- ЦЕЛЬ ЗАДАНИЯ
Ответьте по отрывку о Кейнсе, приведенному ниже:
1. Какого числа Раймон Пуанкаре выступал в Бар-ле-Дюке?
2. Кого назначили канцлером Германии в начале ноября?
3. Когда Кейнс признал, что стратегия провалилась?

- ИСХОДНЫЙ ОТРЫВОК
»»

Горечь войны. Новый взгляд на Первую мировую
Шрифт:
Влияние Кейнса на вопрос о репарациях достигло своего пика в августе 1922 года, когда его пригласили выступить на гамбургской “Международной неделе” — неофициальной внешнеполитической конференции германских политиков и предпринимателей. Незадолго до этого, 21 августа, французский президент Раймон Пуанкаре, выступая в Бар-ле-Дюке, потребовал “производственных залогов”{2063}. Последовавшая пять дней спустя реакция Кейнса на это требование выглядела удивительно. Его представили собравшимся как человека, “благодаря которому в англоязычном мире изменилось отношение к Германии”, и приветствовали бурными аплодисментами — что, вероятно, в какой-то степени повлияло на содержание его речи и могло подтолкнуть его сделать роковое предсказание:
Я не верю… что Франция исполнит свои угрозы и возобновит войну… Год или два назад у нее хватило бы внутренней убежденности так поступить, но не сейчас. Вера французов в официальную репарационную политику полностью подорвана… В глубине души они понимают, что она нереалистична. Они по многим причинам не хотят признавать факты. Но
Кроме того, он заявил, что инфляция “не разрушает Германию”:
Не стоит забывать про другую сторону медали… Страна избавляется от бремени внутреннего долга. Все выплаты Германии союзникам на настоящий момент… полностью перекрываются убытками иностранных спекулянтов. Я уверен, что Германия не заплатила за эти товары ни гроша из своих денег. Все с лихвой выплатили иностранные спекулянты{2064}.
Его выводы, в сущности, повторяли уже знакомые нам германские требования моратория, кредита и снижения бремени репараций{2065}.
Безусловно, в своих непубличных высказываниях Кейнс был намного умереннее. Однако воздействие оказывали именно публичные заявления — не в последнюю очередь потому, что он говорил немцам то, что они хотели услышать. Правительство в Берлине поняло его слова как призыв поймать Пуанкаре на блефе{2066}. Кроме этого, у речи Кейнса были и другие значимые последствия. Среди прочего он заявил, что “близок день торжества научных, административных и деловых навыков… пусть не в этом году, но уже в следующем он обязательно настанет”. Это фактически означало поддержку позиции Варбурга и его окружения, по мнению которых решающий голос во всех вопросах мировой экономики должны были иметь “деловые люди, а не дипломаты и политики”{2067}. Эти идеи одержали верх в Германии в начале ноября, когда канцлером был назначен Вильгельм Куно, преемник Альберта Баллина в пароходстве Hamburg — Amerika{2068}. Кейнс, находившийся в Англии, с энтузиазмом приветствовал назначение Куно, призвал нового канцлера “высказываться в открытую” и признался, что “немного ему завидует”{2069}.
Разумеется, было бы глупо возлагать вину за оккупацию Рура Францией и за окончательный крах германской валюты исключительно на Кейнса. Но он, бесспорно, поспособствовал и тому и другому. При этом, когда оказалось, что Пуанкаре не блефует, это его ничуть не обескуражило. В первые недели французской оккупации Рура он призывал немцев “держаться до конца”, а их правительство — “сохранять спокойствие”{2070}. Только в мае 1923 года, когда оказалось, что контроль французов над Руром не слабеет, а германская экономика продолжает падать в бездну гиперинфляции, Кейнс признал, что эта стратегия провалилась{2071}.

««

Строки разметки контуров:
»»

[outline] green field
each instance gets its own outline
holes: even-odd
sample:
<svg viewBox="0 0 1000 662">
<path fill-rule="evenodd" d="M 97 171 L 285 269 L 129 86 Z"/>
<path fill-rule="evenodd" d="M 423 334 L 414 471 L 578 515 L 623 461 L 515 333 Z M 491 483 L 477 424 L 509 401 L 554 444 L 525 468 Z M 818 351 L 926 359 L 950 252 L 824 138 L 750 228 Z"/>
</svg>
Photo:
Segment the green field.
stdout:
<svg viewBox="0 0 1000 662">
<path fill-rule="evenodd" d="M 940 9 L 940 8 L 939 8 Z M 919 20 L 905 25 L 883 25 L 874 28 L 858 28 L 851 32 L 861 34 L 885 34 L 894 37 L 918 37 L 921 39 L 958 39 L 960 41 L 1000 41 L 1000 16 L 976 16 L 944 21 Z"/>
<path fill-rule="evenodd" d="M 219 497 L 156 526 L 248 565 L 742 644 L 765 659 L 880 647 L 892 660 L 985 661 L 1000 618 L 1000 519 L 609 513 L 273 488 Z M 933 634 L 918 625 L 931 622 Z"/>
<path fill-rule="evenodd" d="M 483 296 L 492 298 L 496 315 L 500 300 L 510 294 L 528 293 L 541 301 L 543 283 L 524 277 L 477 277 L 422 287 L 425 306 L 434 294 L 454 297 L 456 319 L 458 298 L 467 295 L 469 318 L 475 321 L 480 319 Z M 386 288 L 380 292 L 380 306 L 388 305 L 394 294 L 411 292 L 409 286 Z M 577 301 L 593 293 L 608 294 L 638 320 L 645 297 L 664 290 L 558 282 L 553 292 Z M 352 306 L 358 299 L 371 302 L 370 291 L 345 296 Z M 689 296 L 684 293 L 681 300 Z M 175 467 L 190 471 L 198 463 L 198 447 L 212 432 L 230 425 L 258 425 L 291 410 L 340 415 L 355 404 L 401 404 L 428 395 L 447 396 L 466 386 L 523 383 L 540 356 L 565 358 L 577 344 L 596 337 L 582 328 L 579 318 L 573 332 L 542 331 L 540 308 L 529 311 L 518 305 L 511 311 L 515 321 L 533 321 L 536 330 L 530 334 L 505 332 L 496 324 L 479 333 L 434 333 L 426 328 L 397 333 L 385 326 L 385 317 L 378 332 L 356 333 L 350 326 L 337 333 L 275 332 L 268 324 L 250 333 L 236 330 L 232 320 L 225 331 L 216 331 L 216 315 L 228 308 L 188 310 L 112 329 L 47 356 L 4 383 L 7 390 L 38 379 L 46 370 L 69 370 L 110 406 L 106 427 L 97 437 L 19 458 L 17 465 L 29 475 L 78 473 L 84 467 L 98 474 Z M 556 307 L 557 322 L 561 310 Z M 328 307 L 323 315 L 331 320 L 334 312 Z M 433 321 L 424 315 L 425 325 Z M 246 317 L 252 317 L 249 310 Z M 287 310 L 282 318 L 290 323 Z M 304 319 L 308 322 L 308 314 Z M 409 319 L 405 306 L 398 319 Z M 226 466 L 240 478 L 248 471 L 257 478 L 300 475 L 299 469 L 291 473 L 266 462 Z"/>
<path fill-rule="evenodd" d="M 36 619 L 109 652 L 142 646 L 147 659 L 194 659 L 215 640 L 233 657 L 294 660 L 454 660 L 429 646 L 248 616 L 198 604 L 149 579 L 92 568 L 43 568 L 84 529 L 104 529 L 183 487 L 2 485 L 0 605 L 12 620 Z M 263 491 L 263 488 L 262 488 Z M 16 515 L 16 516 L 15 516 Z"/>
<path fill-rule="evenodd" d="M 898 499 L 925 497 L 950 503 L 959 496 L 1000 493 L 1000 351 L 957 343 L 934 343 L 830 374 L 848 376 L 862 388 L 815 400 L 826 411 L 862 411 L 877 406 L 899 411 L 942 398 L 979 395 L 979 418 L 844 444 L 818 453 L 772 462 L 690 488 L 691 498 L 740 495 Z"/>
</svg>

««

- ОТВЕТ
1. 21 августа 1922 года.
2. Вильгельма Куно.
3. В мае 1923 года.